[Records from a point-labeling set]
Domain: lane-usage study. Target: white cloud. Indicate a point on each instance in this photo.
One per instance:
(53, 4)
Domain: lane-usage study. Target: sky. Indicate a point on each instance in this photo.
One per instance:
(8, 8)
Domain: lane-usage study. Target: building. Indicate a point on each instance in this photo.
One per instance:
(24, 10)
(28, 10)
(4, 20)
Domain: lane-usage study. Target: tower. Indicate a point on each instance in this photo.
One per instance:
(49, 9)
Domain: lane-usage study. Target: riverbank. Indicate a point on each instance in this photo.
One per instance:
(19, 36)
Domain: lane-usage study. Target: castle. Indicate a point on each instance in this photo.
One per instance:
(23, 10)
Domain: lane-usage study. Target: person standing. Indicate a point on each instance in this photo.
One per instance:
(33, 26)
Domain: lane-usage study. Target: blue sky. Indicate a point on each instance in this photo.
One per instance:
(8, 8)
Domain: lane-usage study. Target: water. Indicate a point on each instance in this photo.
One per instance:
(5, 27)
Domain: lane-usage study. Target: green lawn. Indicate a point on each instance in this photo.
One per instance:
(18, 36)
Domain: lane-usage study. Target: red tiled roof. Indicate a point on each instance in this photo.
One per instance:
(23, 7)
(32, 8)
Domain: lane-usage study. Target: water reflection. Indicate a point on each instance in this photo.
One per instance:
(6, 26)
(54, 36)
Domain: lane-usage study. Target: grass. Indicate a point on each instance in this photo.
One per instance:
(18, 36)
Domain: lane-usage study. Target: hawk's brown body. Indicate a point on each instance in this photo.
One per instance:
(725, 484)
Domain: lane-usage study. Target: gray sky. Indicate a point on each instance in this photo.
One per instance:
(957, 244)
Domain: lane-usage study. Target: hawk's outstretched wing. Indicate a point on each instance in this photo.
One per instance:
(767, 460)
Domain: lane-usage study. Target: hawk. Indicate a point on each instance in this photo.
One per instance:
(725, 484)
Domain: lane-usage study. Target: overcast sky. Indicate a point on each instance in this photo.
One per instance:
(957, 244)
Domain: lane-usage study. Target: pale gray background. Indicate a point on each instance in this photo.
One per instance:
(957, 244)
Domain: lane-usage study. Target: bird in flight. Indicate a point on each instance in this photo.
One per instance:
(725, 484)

**Aim of the exercise**
Copy every row above without altering a single character.

**Final answer**
Domain: lane-usage study. Target: white cloud. Indicate a point on each instance in this photo.
One per instance:
(53, 4)
Domain: lane-usage study. Target: sky. Indicate a point on each instance in this photo.
One per instance:
(8, 8)
Domain: lane-usage study. Target: building. Indicate a point on each instance in this photo.
One per instance:
(24, 10)
(28, 10)
(4, 20)
Domain: lane-usage study. Target: tower. Indicate a point on each instance in this photo.
One per instance:
(49, 9)
Domain: lane-usage study. Target: riverbank. Indicate a point on each instance in this photo.
One per instance:
(19, 36)
Domain: lane-usage study. Target: castle. Indicate a point on each instance in this photo.
One per instance:
(23, 10)
Domain: lane-usage study. Target: person standing. Indicate a point on each instance in this photo.
One per instance:
(33, 26)
Domain: lane-usage study. Target: blue sky. Indicate a point on each instance in this photo.
One per instance:
(8, 8)
Domain: lane-usage study. Target: water. Indicate a point on each instance in this photo.
One per instance:
(5, 27)
Domain: lane-usage study. Target: green lawn. Indicate a point on each instance in this photo.
One per instance:
(18, 36)
Domain: lane-usage study. Target: red tiled roof. Indicate a point on each instance in this photo.
One per instance:
(23, 7)
(32, 8)
Domain: lane-usage study. Target: water reflection. Indicate a point on each instance in this photo.
One per instance:
(6, 26)
(54, 36)
Domain: lane-usage study. Target: grass. Indicate a point on each instance in this photo.
One per instance:
(18, 36)
Domain: lane-usage study. Target: hawk's brown body. Indicate a point on each instance in this photo.
One per instance:
(725, 484)
Domain: lane-usage study. Target: gray sky. Indicate a point on each instance in this photo.
One per instance:
(957, 244)
Domain: lane-usage study. Target: hawk's outstretched wing. Indicate a point on each instance in this photo.
One per instance:
(767, 460)
Domain: lane-usage study. Target: hawk. Indicate a point on each instance in this photo.
One per instance:
(725, 484)
Domain: lane-usage study. Target: overcast sky. Indicate a point on each instance in this photo.
One per instance:
(957, 244)
Domain: lane-usage study. Target: pale gray background. Indicate a point on each instance in this photo.
One per instance:
(957, 244)
Domain: lane-usage study. Target: bird in flight. Indicate a point on each instance in this photo.
One per instance:
(725, 484)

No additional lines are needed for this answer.